→ **PROBLEM DESCRIPTION**
An identical copy of every entry below is the required output.

Saved entries

-- Opening Marker --

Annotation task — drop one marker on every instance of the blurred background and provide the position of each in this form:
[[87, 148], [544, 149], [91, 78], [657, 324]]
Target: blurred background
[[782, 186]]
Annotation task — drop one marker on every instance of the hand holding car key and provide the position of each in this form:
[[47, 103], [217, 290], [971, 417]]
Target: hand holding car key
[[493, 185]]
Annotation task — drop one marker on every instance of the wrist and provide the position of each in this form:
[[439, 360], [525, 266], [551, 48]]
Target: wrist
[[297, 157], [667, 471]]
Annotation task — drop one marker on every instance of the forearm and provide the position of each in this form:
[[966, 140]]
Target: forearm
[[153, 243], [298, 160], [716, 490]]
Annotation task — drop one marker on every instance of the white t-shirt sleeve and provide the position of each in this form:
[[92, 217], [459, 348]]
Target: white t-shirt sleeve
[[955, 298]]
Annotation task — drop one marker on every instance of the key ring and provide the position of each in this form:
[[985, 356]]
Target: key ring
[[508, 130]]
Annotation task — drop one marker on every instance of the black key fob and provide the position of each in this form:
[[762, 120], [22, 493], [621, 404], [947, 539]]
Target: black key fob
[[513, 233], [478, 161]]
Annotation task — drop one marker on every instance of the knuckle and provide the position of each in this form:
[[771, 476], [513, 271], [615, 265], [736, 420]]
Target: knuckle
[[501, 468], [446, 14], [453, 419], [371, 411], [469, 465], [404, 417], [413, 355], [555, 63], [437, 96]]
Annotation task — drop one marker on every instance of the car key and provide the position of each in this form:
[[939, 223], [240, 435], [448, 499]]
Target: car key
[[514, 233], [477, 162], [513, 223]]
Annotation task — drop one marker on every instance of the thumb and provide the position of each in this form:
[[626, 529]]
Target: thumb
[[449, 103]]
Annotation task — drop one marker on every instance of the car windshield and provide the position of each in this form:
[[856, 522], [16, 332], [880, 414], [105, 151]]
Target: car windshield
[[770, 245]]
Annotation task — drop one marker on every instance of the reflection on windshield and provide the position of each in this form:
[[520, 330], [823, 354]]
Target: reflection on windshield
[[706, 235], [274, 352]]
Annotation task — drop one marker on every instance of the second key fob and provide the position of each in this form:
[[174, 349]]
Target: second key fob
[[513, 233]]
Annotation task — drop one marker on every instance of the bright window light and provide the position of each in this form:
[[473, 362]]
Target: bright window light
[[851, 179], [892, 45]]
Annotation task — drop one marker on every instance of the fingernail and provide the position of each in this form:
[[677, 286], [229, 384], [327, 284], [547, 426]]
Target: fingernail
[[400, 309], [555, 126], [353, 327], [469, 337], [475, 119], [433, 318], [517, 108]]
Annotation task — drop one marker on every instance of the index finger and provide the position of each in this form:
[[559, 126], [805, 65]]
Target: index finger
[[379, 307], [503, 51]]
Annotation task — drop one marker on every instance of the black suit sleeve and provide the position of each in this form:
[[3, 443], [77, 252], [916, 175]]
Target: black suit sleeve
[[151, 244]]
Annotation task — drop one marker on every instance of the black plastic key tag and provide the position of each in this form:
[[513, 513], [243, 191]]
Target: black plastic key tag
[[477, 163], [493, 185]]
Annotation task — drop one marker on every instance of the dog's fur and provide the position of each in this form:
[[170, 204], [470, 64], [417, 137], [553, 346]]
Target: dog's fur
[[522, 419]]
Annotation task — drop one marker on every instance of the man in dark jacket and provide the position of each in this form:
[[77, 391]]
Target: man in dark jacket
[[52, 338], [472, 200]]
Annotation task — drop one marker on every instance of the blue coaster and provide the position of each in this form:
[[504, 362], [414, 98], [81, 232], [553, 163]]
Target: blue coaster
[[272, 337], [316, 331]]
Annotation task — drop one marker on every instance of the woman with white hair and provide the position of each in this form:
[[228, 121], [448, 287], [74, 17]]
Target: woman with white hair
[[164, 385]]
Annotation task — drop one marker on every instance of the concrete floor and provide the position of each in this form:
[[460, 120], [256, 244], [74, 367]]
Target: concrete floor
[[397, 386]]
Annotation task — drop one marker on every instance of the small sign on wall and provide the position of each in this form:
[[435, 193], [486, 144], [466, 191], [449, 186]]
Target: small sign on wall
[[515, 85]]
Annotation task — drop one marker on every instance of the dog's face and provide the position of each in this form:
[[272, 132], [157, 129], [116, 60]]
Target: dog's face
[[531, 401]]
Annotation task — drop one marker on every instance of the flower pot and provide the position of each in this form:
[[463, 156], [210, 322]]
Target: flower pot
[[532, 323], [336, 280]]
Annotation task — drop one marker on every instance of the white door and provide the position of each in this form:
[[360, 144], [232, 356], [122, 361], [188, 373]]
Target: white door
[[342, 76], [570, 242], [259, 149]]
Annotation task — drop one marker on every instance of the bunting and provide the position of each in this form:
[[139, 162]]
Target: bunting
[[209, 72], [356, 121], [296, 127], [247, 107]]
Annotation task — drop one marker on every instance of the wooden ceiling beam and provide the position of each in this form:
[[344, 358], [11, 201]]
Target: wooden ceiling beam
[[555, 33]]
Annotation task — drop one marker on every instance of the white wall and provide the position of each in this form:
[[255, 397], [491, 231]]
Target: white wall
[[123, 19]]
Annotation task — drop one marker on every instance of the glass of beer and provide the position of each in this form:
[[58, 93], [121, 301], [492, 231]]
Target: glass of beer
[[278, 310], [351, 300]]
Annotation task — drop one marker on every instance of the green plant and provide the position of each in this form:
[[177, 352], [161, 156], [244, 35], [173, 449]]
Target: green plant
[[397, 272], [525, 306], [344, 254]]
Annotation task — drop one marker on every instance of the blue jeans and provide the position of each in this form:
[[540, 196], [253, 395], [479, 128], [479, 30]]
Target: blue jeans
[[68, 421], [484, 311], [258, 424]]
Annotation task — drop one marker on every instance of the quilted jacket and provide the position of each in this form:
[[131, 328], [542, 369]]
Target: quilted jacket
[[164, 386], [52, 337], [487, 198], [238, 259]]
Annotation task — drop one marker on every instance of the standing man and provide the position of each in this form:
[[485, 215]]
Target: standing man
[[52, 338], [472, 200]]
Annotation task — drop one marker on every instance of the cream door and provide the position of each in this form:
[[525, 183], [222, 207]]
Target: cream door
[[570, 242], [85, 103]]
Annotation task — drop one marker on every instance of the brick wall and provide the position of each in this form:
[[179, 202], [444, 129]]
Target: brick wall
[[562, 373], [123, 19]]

-- Closing Marker --

→ **ANSWER BOX**
Annotation task — drop one marker on every instance of the blurred background and provide the position of each in this form:
[[87, 148], [544, 149], [91, 78], [657, 324]]
Target: blurred background
[[782, 186]]
Annotation task — drop one marker on every instance of the hand holding car key and provide the position of each in this form:
[[47, 103], [217, 290], [971, 417]]
Target: hand holding car key
[[493, 185]]
Annotation task — drop one marker on every instance of the wrist and provide the position of each in this form:
[[439, 360], [525, 266], [551, 48]]
Target: wrist
[[297, 157], [667, 471]]
Annotation task — drop one marker on every instance of the forearm and provide the position of each in this form:
[[966, 140]]
Target: forearm
[[153, 243], [298, 160], [716, 490]]
Annotation task — drop one marker on every instance of the white t-shirt sleeve and provide the position of each in this form:
[[92, 217], [459, 348]]
Target: white t-shirt sleeve
[[955, 298]]
Annotation task — drop one marker on every instance of the key ring and provide the position of each in this form:
[[985, 356]]
Target: key ring
[[508, 130]]
Annotation task — drop one marker on every instance of the black key fob and provide the position of each in this form:
[[762, 120], [22, 493], [621, 404], [947, 539]]
Target: black key fob
[[513, 233], [478, 161]]
Annotation task — drop one marker on every instance of the knuckle and provide the position of each in this form:
[[771, 476], [513, 271], [615, 265], [736, 420]]
Target: knuckle
[[501, 468], [446, 14], [453, 419], [371, 411], [469, 465], [404, 417], [413, 355], [555, 63], [437, 96]]
Annotation task — drop one marker on every instance of the car key and provide the position of each in this form:
[[939, 223], [240, 435], [448, 499]]
Target: car key
[[514, 233], [477, 162], [513, 223]]
Annotation task — drop one marker on every instance of the thumb and provide the position of each in this form:
[[626, 529]]
Target: thumb
[[449, 103]]
Annotation task — drop one marker on every instance of the car windshield and provide the position of each in this form:
[[856, 522], [16, 332], [880, 414], [105, 151]]
Target: car windshield
[[770, 245]]
Annotation task — drop one marker on every instance of the reflection on windshield and provide the position of each in this form:
[[520, 330], [823, 354]]
Target: reflection on windshield
[[706, 235], [274, 352]]
Annotation task — drop one marker on every instance of the second key fob and provide the position of each in this form:
[[174, 349]]
Target: second key fob
[[513, 233]]
Annotation task — drop one marker on every instance of the bright window light and provide the position of each in this form:
[[473, 362]]
Target: bright window light
[[851, 179], [892, 45]]
Annotation task — drop one marker on every instance of the fingernail and provide the position of each in this form:
[[677, 286], [229, 384], [327, 284], [547, 426]]
Target: fingernail
[[400, 309], [555, 126], [353, 327], [469, 337], [475, 119], [433, 318], [517, 108]]
Annotation task — drop one marker on every instance of the index finger and provide the position of each in this form:
[[559, 126], [805, 65]]
Target: index finger
[[379, 307], [503, 51]]
Annotation task — drop one marker on every instance of the black suit sleeve and provide the position of each in this form:
[[3, 443], [77, 252], [916, 175]]
Target: black suit sleeve
[[151, 244]]
Annotation task — drop one marker on every instance of the black plastic key tag and provide the position of each in this form:
[[513, 513], [243, 191]]
Target: black plastic key tag
[[477, 163], [493, 185]]
Annotation task — drop one marker on every instance of the dog's fur and provide the position of each in this form:
[[170, 204], [470, 64], [417, 137], [553, 346]]
Target: dog's fur
[[522, 419]]
Annotation task — drop one marker on every instance of the man in dark jacket and provide the position of each in this form:
[[77, 391]]
Target: man in dark jacket
[[52, 338], [472, 200]]
Annotation task — drop one marker on every instance of the blue coaster and provide the position of each in this form:
[[504, 362], [414, 98], [81, 232], [553, 163]]
Target: blue coaster
[[272, 337], [316, 331]]
Annotation task — drop one marker on every instance of the woman with white hair and provide the position of each in this form:
[[228, 121], [448, 287], [74, 17]]
Target: woman with white hair
[[164, 385]]
Annotation task — drop one marker on every instance of the concrete floor and provide the position of each in this form:
[[460, 120], [256, 244], [74, 367]]
Target: concrete floor
[[397, 386]]
Annotation task — drop one marker on every instance of the small sign on wall and provide the position of each in this form:
[[435, 193], [486, 144], [466, 191], [449, 186]]
Target: small sign on wall
[[515, 85]]
Annotation task — drop one marker on every instance of the dog's face and provide the position of each in this form:
[[272, 132], [157, 129], [116, 60]]
Target: dog's face
[[531, 401]]
Annotation task — drop one marker on every instance of the flower pot and provide the position of each in this form:
[[463, 156], [210, 322]]
Target: flower pot
[[532, 323], [336, 280]]
Annotation task — drop one marker on every instance of the white door and provide the position of each in this form:
[[360, 144], [232, 356], [122, 361], [188, 373]]
Target: white door
[[342, 76], [570, 242], [259, 149]]
Annotation task — drop one marker on every instance of the bunting and provide the position of each in this form:
[[139, 162]]
Target: bunting
[[209, 72], [356, 121], [296, 127], [247, 107]]
Annotation task — drop one marker on every instance of the wooden ceiling beam and provide the position of each in this form:
[[344, 358], [11, 201]]
Target: wooden ceiling beam
[[555, 33]]
Annotation task — drop one marker on every instance of the white wall and provide the position of each in this form:
[[255, 397], [491, 231]]
Target: white wall
[[123, 19]]
Annotation task — drop one marker on every instance of the glass of beer and provide the position of each in this form:
[[58, 93], [121, 301], [492, 231]]
Target: glass of beer
[[278, 310], [351, 300]]
Annotation task — drop one marker on every instance of the green plant and provide the position of each in this form:
[[177, 352], [161, 156], [244, 35], [173, 449]]
Target: green plant
[[397, 272], [525, 306], [344, 254]]
Annotation task — drop one marker on every instance of the blue jeans and provide the position of each in this form:
[[540, 196], [253, 395], [479, 128], [479, 30]]
Target: blue jeans
[[68, 421], [484, 311], [258, 424]]
Annotation task — drop one marker on every instance of the quilted jacket and provide the position of each in this form:
[[131, 328], [542, 369]]
Target: quilted jacket
[[164, 386], [52, 337], [487, 198], [238, 259]]
Annotation task — drop one marker on every instance of the standing man and provide the position of each in this form:
[[485, 215]]
Target: standing man
[[52, 338], [472, 200]]
Annotation task — drop one marker on every instance of the cream door and provide the position of each in this form:
[[525, 183], [222, 207]]
Target: cream door
[[570, 242], [85, 103]]
Annotation task — drop one marker on every instance of the brick wall and provide the position of each in this form:
[[179, 202], [444, 129]]
Target: brick wall
[[562, 373], [123, 19]]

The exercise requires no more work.